— start of Available data —
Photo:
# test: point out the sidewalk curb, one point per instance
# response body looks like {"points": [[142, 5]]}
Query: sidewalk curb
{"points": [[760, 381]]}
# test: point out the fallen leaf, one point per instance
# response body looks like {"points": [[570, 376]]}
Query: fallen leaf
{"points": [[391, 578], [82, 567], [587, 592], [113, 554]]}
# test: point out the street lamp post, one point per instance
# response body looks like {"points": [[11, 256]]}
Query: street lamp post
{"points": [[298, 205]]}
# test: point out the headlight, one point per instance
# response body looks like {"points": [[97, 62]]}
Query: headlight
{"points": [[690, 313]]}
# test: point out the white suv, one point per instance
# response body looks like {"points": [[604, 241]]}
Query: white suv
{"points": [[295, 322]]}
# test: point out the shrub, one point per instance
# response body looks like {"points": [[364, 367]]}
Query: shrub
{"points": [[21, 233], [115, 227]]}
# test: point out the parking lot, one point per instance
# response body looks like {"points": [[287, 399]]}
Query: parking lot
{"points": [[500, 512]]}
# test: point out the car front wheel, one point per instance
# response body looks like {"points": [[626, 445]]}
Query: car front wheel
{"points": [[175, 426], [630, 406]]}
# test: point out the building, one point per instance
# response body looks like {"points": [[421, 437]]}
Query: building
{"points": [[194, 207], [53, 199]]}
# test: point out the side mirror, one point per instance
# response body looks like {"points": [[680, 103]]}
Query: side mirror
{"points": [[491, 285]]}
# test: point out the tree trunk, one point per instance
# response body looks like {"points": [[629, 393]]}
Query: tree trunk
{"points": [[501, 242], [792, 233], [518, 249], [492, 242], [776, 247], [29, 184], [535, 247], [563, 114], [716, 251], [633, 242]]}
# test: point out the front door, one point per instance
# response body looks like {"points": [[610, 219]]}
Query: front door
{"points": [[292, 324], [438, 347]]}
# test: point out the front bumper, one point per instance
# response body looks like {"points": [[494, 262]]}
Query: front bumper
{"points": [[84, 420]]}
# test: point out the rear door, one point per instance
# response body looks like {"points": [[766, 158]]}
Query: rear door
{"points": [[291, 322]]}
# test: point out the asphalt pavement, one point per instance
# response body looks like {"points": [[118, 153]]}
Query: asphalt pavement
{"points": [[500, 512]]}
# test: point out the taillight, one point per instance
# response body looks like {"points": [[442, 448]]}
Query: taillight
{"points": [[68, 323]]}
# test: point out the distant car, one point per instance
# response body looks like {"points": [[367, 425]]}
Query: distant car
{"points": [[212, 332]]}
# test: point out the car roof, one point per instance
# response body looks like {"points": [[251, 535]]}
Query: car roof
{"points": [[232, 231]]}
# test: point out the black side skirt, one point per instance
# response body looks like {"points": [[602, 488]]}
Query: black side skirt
— end of Available data —
Rescale every line of the listing from the one containing "# test: point out the taillight, one" down to the end of the listing, including both of those lines, and multiply each point coordinate in the answers by 1.95, rounding to whole numbers with halves rounded up. Reproduce all other lines and their sample values unchanged, and give only these lines.

**Exercise solution**
# test: point out the taillight, one point per instance
# response body looks like {"points": [[442, 448]]}
Query: taillight
{"points": [[133, 630]]}
# test: point out the distant car, one point per instance
# response body looks like {"points": [[367, 425]]}
Query: distant car
{"points": [[413, 647]]}
# test: point out the car roof, one point per instance
# response body looks like {"points": [[251, 535]]}
Query: car roof
{"points": [[452, 450]]}
# test: point out the black side skirt, one point per instance
# response body looks like {"points": [[602, 488]]}
Query: black side skirt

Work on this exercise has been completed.